§ Provided material
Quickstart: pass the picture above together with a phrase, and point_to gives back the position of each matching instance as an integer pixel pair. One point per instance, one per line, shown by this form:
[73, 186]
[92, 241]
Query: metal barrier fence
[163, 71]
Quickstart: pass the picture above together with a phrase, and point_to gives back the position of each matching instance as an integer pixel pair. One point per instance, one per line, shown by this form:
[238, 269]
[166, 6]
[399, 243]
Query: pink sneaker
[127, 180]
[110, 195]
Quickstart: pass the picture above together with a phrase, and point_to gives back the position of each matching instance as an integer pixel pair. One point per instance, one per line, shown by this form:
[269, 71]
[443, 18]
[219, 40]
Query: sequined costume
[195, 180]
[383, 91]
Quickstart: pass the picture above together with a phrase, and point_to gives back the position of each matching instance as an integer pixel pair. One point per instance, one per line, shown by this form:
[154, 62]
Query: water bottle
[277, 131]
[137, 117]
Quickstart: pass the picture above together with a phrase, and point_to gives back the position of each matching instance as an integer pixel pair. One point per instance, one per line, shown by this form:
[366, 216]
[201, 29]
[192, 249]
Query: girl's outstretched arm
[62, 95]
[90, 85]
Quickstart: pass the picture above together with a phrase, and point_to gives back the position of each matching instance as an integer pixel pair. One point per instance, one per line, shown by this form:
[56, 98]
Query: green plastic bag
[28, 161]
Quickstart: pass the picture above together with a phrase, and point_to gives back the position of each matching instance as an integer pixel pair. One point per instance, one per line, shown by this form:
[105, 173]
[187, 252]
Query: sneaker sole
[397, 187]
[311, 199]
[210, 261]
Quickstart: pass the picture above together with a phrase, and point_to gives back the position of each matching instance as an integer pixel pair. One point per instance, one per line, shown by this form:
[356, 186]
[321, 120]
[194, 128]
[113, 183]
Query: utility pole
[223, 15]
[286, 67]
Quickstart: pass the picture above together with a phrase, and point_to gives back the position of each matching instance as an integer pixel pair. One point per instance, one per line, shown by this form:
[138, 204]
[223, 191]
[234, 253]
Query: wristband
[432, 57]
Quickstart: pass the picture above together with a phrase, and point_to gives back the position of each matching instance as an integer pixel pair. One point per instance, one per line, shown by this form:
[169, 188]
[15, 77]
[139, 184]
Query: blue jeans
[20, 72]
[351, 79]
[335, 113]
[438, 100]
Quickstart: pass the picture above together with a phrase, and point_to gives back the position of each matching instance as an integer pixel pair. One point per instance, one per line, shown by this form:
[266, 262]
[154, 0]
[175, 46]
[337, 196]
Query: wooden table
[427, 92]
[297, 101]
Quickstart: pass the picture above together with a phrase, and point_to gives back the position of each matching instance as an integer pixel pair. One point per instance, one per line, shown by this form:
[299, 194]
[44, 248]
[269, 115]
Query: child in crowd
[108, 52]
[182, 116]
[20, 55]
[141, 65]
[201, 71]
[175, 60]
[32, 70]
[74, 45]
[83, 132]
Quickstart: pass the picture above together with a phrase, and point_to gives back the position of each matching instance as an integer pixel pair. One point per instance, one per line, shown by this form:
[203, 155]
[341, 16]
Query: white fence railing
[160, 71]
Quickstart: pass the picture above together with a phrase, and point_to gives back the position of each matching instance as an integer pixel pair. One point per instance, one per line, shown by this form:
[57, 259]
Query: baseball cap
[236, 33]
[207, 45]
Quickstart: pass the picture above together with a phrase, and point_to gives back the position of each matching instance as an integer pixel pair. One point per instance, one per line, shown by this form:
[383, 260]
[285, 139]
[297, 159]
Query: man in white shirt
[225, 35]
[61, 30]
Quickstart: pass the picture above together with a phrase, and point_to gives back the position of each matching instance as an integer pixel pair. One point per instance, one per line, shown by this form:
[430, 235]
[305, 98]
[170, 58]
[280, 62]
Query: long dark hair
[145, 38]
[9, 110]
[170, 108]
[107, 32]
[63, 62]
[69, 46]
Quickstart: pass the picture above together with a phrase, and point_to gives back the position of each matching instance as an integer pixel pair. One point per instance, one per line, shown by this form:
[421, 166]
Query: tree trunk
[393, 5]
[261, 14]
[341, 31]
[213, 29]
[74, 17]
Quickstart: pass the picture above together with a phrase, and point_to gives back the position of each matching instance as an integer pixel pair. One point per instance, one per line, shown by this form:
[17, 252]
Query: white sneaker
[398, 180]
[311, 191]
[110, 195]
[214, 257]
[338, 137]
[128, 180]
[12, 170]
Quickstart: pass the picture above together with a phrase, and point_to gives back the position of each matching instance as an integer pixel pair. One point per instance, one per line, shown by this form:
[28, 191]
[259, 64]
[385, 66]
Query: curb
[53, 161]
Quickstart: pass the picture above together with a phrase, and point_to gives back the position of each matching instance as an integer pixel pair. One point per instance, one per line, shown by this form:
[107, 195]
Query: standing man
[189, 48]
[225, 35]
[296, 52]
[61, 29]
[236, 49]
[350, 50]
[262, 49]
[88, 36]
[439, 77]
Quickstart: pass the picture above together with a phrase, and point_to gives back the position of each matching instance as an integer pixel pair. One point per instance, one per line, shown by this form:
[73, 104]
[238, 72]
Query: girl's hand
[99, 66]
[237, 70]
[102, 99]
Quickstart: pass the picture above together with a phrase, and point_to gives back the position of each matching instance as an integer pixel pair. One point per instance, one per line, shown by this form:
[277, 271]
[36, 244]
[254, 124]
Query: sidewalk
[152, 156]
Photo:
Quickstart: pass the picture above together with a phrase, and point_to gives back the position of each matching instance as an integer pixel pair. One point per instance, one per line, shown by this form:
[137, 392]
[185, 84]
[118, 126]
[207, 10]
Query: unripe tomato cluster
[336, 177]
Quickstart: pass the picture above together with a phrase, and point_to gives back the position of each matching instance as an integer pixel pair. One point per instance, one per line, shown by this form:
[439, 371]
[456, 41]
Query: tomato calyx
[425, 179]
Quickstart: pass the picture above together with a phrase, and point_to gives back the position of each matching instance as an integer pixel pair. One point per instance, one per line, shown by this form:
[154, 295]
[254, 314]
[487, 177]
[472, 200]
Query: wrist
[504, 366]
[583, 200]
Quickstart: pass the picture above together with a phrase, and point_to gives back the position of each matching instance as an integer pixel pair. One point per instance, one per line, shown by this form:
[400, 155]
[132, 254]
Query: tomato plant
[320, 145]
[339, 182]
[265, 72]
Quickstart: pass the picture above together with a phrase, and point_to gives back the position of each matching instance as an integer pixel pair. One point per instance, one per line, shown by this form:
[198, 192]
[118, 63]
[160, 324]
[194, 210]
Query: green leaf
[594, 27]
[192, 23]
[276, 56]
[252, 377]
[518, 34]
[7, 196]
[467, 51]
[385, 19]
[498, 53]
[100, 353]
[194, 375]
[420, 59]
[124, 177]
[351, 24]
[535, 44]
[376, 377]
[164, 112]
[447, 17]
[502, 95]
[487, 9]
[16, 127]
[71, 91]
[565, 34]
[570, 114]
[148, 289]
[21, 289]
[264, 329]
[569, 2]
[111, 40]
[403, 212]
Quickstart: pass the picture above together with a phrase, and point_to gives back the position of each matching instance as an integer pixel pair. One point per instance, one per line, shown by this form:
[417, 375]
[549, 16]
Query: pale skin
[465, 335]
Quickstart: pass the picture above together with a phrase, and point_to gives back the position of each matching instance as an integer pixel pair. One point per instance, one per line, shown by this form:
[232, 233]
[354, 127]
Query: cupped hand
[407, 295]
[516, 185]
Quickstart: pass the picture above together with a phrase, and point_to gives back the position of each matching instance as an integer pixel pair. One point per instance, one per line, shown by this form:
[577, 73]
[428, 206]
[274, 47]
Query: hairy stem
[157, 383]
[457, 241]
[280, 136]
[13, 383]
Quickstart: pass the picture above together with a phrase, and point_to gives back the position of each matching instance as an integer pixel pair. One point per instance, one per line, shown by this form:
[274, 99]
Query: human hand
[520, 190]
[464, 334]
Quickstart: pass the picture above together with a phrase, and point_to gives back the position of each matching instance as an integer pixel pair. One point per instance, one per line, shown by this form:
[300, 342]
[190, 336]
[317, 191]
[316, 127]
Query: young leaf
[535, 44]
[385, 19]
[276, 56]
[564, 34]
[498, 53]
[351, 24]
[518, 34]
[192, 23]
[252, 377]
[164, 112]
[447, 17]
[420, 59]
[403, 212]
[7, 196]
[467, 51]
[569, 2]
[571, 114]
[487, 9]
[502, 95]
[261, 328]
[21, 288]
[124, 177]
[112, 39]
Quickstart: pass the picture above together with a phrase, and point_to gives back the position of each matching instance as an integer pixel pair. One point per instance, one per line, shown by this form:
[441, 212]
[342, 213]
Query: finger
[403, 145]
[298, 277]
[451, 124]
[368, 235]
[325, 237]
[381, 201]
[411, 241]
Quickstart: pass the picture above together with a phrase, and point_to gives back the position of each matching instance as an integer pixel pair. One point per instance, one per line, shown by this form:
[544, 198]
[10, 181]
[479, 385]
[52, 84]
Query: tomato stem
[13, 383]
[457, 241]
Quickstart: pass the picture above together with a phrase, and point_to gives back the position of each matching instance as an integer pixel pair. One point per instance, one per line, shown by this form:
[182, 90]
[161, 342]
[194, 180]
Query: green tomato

§ Challenge
List every line of the listing above that contains the string "girl". Case counts, so a capitalized form does not match.

§ Written response
Query: girl's outstretched arm
Query: girl's hand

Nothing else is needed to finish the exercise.